WORK TASK - Please count the lines in the records below that include the word "Locate" and report only the total.

SUPPLIED MATERIAL -

=====

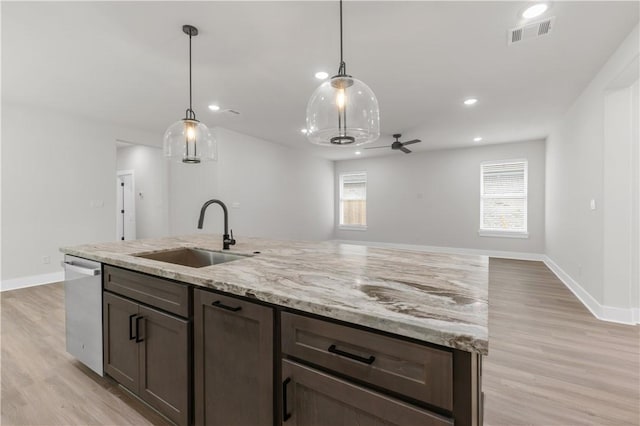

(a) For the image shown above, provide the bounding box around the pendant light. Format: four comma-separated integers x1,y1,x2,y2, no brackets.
163,25,216,163
305,0,380,146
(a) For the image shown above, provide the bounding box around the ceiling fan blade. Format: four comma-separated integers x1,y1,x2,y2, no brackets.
365,146,390,150
399,147,412,154
401,139,421,146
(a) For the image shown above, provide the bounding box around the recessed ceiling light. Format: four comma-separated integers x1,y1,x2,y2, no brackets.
355,151,362,155
301,128,308,134
208,104,220,111
474,137,483,142
522,3,548,19
314,71,329,80
464,98,478,106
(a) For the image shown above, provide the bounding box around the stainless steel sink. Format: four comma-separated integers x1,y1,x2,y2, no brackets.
134,247,251,268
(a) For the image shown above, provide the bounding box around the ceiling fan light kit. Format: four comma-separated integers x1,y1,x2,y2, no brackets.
305,0,380,147
163,25,216,164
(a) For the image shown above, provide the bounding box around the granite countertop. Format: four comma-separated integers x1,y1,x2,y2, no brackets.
61,234,488,354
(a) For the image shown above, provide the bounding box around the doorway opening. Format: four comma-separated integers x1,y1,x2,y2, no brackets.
115,139,169,240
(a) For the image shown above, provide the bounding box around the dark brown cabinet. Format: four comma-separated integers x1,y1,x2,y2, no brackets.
194,289,273,426
138,305,190,426
103,269,190,426
281,312,453,411
103,291,140,393
280,312,480,425
281,359,452,426
101,265,479,426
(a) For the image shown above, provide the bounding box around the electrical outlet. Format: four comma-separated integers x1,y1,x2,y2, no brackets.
231,202,240,209
42,256,50,264
590,199,596,210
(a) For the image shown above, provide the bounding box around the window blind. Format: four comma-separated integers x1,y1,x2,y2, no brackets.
480,160,527,232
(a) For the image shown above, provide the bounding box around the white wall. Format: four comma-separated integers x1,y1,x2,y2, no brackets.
634,79,640,314
116,144,169,239
334,140,546,255
546,25,639,321
169,127,334,242
1,103,162,284
604,83,636,310
1,104,332,287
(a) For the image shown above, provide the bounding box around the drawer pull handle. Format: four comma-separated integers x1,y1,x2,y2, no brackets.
211,300,242,312
282,377,292,421
135,316,144,343
129,314,137,340
328,344,375,365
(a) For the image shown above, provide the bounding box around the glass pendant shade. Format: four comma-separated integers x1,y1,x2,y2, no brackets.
164,25,215,164
163,118,216,163
306,75,380,146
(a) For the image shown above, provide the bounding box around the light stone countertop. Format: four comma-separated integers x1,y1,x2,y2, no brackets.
61,234,488,354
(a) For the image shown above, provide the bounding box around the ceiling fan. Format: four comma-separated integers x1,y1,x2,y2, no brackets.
365,134,422,154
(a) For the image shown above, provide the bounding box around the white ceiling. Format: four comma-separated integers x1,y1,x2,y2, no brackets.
2,1,638,160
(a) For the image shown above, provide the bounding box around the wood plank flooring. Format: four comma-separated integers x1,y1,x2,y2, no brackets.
1,259,638,425
1,283,169,426
483,259,640,425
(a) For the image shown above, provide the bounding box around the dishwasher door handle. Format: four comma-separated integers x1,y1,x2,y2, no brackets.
62,261,101,276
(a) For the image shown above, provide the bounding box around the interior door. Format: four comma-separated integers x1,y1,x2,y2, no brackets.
116,172,136,241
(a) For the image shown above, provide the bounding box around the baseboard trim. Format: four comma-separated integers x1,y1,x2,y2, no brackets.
332,239,546,261
1,271,64,292
543,256,638,325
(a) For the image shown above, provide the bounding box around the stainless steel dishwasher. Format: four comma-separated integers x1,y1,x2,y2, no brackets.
63,255,103,376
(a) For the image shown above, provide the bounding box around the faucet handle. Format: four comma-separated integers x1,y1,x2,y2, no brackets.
229,229,236,246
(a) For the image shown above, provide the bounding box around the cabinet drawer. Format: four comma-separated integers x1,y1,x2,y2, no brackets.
281,359,452,426
104,266,189,317
281,312,453,411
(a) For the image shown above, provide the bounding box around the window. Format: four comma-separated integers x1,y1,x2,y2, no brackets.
480,160,528,237
339,172,367,229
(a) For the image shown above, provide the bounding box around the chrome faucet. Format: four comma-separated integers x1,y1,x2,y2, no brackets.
197,199,236,250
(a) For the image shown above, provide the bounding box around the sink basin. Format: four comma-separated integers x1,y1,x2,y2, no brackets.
134,247,251,268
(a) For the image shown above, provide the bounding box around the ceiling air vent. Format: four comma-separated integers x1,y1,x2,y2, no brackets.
508,17,555,45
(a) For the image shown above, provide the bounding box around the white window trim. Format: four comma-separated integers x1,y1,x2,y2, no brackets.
338,224,368,231
339,171,367,229
479,159,529,238
478,230,529,238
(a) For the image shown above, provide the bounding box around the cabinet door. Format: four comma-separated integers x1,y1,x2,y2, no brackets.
103,292,140,393
194,290,273,426
281,360,452,426
138,305,190,426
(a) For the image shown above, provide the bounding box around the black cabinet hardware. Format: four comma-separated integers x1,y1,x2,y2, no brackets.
282,377,292,421
327,344,375,365
211,300,242,312
135,316,144,343
129,314,137,340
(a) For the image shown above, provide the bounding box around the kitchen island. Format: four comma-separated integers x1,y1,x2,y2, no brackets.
61,234,488,426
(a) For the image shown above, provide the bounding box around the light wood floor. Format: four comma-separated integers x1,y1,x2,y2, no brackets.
1,259,638,425
483,259,640,425
1,283,169,426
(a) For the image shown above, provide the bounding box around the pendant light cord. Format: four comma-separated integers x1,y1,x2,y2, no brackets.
189,31,192,112
338,0,346,76
186,31,196,120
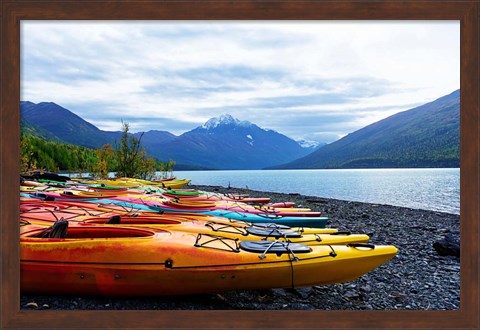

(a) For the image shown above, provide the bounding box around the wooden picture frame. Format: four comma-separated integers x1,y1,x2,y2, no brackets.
2,1,478,329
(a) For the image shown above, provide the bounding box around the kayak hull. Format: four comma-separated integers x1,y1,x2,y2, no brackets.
21,227,397,296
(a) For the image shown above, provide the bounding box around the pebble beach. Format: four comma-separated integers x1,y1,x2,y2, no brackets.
21,184,460,311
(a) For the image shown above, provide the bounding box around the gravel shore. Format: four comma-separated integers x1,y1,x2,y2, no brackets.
21,184,460,311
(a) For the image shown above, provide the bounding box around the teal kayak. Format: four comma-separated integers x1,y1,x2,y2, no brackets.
204,209,329,228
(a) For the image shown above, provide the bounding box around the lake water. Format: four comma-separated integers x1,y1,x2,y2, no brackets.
174,168,460,215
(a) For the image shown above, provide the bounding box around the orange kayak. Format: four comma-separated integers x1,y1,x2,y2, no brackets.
21,223,397,296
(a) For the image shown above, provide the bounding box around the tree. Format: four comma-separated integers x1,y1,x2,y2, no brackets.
92,144,115,178
20,134,37,173
114,121,150,178
166,159,176,178
137,153,157,180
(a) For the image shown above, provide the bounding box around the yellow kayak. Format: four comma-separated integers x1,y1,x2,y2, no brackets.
112,177,192,189
20,223,397,296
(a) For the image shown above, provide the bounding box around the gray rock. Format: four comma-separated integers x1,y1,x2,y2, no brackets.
294,287,312,299
360,284,372,293
433,233,460,257
343,290,361,300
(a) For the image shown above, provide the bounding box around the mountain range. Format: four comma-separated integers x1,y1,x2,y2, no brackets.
20,104,314,169
141,114,316,169
20,89,460,170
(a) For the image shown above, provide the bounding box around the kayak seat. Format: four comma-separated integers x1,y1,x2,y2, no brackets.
106,215,121,224
38,219,69,238
251,223,291,230
239,240,311,254
245,227,302,238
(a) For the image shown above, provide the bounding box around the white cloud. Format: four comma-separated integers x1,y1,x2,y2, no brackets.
21,21,459,143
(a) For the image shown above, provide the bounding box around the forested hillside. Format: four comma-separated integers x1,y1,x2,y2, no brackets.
271,90,460,169
20,134,100,174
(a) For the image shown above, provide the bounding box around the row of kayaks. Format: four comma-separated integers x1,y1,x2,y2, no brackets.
19,176,398,296
21,177,329,228
22,176,192,190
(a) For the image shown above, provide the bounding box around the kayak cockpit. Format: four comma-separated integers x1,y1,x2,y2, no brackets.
22,220,160,240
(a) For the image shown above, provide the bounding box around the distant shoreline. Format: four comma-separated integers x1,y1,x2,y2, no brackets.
171,167,461,172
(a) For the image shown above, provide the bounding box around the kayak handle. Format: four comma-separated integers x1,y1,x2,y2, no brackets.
347,243,375,250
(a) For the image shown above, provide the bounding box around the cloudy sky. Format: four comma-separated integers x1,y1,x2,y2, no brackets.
21,21,459,143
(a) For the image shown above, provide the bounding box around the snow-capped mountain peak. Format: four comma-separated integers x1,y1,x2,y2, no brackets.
202,114,252,130
296,139,322,149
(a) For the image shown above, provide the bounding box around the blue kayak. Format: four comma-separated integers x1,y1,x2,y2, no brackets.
204,210,329,228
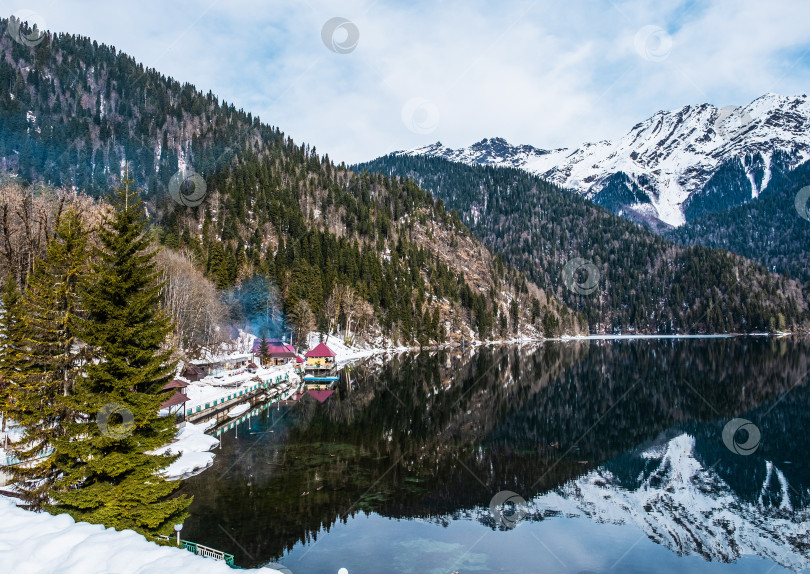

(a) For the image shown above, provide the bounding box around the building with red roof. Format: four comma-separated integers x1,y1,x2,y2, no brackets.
161,380,190,419
253,338,298,366
304,343,336,358
303,343,336,374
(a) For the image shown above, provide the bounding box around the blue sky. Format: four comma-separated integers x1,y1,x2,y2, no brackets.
7,0,810,163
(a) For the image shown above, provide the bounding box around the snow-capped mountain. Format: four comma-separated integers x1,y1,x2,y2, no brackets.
396,94,810,227
536,434,810,570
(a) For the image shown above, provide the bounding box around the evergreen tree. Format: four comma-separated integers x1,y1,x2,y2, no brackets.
7,210,88,507
0,278,25,439
258,332,270,366
531,298,541,325
542,312,559,338
509,299,519,333
48,172,191,538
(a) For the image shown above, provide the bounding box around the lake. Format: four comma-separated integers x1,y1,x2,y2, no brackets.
178,337,810,574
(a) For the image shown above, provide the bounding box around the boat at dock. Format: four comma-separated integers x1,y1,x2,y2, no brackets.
227,403,250,418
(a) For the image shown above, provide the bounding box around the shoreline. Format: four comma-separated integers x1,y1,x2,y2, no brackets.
345,331,801,357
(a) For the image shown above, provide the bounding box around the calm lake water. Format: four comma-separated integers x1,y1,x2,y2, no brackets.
179,338,810,574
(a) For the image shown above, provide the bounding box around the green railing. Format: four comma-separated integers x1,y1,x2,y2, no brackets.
1,446,54,467
181,540,235,566
186,373,293,416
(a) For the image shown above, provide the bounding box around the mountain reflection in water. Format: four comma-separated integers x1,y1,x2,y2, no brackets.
179,337,810,573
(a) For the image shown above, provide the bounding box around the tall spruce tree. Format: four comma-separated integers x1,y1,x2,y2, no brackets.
258,332,271,366
0,278,25,439
48,172,191,537
7,210,89,507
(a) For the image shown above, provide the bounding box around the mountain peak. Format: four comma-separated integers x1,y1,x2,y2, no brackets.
395,93,810,227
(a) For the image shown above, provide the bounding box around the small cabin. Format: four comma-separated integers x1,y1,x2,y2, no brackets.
304,343,336,371
253,338,297,366
160,379,190,419
190,353,252,377
182,364,203,382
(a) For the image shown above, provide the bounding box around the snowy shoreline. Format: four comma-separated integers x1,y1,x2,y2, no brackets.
0,497,284,574
1,330,800,574
148,420,220,481
309,330,796,365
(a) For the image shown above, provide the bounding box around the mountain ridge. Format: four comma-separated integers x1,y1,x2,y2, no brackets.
355,153,809,333
0,21,581,347
396,93,810,227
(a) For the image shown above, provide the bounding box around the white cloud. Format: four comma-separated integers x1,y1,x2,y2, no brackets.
10,0,810,163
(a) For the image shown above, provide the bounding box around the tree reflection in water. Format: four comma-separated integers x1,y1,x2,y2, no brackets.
179,337,810,570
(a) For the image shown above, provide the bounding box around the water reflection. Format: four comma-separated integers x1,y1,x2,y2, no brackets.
179,337,810,572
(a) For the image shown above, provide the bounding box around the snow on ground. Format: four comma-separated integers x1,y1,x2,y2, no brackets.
0,496,284,574
306,332,410,367
182,362,298,412
148,421,219,481
557,333,733,340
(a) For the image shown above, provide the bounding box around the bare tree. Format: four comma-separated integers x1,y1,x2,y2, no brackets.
355,300,374,340
342,286,358,342
324,289,340,343
156,248,229,356
0,184,101,286
289,299,315,351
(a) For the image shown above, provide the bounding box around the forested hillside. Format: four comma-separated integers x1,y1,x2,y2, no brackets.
356,154,808,334
0,23,581,348
670,154,810,284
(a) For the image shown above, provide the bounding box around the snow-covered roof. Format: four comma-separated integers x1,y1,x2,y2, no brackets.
190,351,253,365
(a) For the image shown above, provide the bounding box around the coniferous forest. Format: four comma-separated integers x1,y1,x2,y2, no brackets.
0,23,581,350
356,154,809,333
670,151,810,284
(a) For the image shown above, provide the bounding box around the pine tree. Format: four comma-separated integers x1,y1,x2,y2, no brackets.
542,312,559,338
48,171,191,538
7,210,88,507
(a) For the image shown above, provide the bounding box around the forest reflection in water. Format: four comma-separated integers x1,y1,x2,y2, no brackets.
180,337,810,573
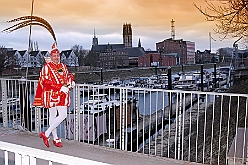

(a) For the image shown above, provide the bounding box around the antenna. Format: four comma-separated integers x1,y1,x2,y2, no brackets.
171,19,175,40
209,32,211,52
209,32,216,52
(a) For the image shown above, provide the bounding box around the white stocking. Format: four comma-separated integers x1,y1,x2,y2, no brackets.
45,106,67,140
47,107,57,139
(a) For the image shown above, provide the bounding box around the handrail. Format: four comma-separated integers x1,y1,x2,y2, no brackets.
0,141,111,165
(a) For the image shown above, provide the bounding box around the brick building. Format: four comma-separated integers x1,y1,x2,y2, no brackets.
195,50,217,64
156,38,195,65
138,52,178,67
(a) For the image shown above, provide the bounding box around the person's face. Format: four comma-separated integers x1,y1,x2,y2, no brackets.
50,53,60,64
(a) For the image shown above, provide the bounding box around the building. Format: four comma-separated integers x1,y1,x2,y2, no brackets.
217,47,234,63
124,38,146,67
123,23,132,47
186,41,195,64
90,44,129,69
138,52,178,67
195,50,217,64
29,51,44,67
89,24,145,68
156,38,195,65
90,29,129,68
2,48,78,69
60,50,79,67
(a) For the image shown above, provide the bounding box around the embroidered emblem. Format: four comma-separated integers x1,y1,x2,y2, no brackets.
57,68,63,72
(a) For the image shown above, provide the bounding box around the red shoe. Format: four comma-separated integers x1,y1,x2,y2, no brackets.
39,132,50,148
53,139,63,148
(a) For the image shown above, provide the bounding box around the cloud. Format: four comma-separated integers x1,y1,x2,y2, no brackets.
0,0,238,52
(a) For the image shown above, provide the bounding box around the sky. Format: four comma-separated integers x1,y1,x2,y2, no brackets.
0,0,241,53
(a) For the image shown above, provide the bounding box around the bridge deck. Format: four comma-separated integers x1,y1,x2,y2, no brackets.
0,127,202,165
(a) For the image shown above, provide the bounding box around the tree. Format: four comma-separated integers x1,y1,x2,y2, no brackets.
36,53,46,67
84,51,99,67
193,0,248,40
71,45,88,66
217,47,232,57
211,56,218,63
0,46,7,76
5,51,19,69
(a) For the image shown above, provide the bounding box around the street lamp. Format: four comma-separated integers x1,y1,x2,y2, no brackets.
233,36,243,69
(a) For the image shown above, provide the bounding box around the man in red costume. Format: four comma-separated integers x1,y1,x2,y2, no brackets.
33,42,75,148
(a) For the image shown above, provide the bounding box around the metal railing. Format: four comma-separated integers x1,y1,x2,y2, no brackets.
0,141,111,165
0,78,248,164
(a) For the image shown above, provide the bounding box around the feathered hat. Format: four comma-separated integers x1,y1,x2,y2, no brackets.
50,42,60,55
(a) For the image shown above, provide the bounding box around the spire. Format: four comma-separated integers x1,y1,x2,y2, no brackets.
92,29,98,46
138,38,141,47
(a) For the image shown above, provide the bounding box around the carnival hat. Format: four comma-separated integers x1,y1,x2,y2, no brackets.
50,42,60,55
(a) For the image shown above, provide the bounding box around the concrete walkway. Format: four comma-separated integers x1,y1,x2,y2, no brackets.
0,127,202,165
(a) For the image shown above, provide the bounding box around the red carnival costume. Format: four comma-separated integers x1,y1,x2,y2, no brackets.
34,43,75,148
33,62,74,108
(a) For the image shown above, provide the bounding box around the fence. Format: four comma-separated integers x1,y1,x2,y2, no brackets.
0,78,247,164
0,141,111,165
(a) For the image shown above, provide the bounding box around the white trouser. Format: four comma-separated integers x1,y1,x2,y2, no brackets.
45,106,67,140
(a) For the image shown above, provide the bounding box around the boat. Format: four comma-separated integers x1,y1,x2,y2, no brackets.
173,73,198,91
192,70,213,89
124,80,136,95
98,77,123,94
80,94,121,114
211,73,227,87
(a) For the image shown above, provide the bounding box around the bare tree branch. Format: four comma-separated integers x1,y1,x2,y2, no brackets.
193,0,248,40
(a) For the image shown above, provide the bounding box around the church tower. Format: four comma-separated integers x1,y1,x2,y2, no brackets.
92,29,98,46
123,23,132,47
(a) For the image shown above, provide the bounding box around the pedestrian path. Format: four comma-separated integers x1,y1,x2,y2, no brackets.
0,127,202,165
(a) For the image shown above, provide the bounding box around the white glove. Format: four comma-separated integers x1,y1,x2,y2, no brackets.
68,81,75,89
60,86,69,94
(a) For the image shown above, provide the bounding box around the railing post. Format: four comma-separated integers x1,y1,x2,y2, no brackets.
168,67,173,119
201,64,204,92
1,80,8,128
74,85,80,141
19,78,31,131
22,154,30,165
177,92,182,159
120,88,126,150
4,151,8,165
15,153,22,165
34,107,41,133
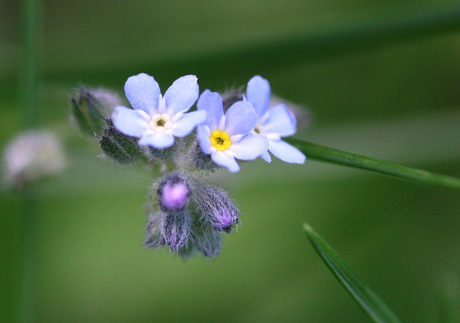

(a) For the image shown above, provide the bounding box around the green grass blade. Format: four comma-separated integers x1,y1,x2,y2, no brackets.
286,138,460,190
303,223,402,323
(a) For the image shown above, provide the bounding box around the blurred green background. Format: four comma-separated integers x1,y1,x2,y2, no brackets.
1,0,460,322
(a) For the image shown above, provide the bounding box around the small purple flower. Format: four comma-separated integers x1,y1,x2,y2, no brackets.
246,75,306,164
111,73,206,149
196,90,268,173
161,183,189,210
157,172,192,212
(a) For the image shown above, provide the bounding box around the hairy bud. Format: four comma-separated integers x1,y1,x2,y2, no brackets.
221,87,244,111
189,140,220,172
99,119,144,164
161,209,191,250
195,184,239,233
71,87,122,137
144,212,165,248
147,140,181,163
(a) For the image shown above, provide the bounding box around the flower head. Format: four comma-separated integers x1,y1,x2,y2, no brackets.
111,73,206,149
196,90,268,172
3,130,65,190
246,75,306,164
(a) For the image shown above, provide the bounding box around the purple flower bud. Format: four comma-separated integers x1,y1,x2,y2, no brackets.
195,184,239,233
157,172,192,212
161,183,189,210
214,209,232,229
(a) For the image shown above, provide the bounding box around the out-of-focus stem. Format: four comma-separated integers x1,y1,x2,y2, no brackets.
17,0,41,322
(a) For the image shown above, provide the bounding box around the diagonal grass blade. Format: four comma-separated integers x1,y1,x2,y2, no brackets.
304,223,402,323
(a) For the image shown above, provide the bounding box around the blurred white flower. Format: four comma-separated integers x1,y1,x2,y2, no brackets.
3,130,66,190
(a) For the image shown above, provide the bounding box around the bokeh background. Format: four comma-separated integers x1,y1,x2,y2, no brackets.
1,0,460,322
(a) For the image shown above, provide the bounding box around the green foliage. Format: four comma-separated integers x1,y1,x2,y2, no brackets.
304,223,402,323
287,139,460,190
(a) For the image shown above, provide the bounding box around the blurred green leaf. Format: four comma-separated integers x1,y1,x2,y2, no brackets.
304,223,402,323
435,273,460,323
42,2,460,84
287,138,460,190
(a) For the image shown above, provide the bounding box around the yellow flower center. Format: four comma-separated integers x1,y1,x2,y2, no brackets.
210,130,231,151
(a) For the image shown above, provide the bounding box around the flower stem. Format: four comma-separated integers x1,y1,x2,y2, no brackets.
285,138,460,190
16,0,41,322
16,189,38,323
19,0,41,129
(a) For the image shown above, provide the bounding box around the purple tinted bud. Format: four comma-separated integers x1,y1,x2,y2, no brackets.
157,172,192,212
161,183,188,210
214,210,232,229
161,210,191,250
195,184,239,233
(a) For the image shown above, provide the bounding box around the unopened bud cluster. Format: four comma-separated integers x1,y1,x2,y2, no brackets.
71,73,306,258
145,171,238,257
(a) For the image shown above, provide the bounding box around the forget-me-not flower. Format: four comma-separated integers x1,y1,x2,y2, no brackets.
196,90,268,173
112,73,206,149
246,75,306,164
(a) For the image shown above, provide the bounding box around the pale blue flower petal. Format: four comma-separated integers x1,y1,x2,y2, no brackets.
230,134,268,160
112,106,150,137
260,151,272,163
197,90,223,130
138,132,175,149
171,110,207,137
211,151,240,172
197,126,213,154
124,73,160,116
268,139,306,164
247,75,270,118
224,101,257,135
264,103,296,137
164,75,199,116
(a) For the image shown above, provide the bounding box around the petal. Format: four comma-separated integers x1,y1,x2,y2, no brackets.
268,139,306,164
264,103,297,137
211,151,240,173
138,132,175,149
224,101,257,136
260,151,272,163
164,75,199,115
112,106,150,137
124,73,160,115
230,134,268,160
196,90,223,129
247,75,270,118
171,110,207,137
197,125,213,154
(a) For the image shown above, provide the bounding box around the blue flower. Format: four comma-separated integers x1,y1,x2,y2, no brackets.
196,90,268,173
246,75,306,164
111,73,206,149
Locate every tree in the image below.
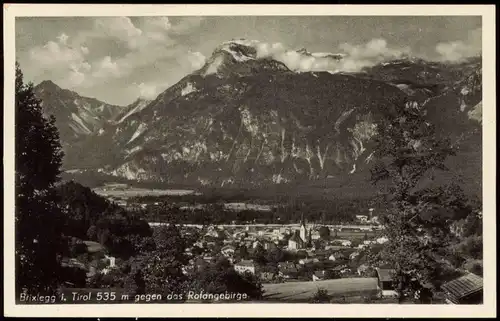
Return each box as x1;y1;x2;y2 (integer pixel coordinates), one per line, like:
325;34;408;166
368;97;462;300
191;257;263;301
88;268;125;288
86;225;98;241
469;263;483;277
235;244;250;260
251;244;268;265
266;247;285;265
318;226;331;240
132;224;190;302
311;287;330;303
15;62;66;296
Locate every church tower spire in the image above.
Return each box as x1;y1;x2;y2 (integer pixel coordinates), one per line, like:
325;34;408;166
300;213;307;243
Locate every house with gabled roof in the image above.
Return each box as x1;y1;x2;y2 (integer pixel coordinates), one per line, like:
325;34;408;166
441;273;483;304
375;268;399;298
234;259;256;275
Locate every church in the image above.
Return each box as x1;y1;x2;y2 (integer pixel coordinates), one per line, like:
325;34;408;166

=====

EXERCISE SOLUTION - 4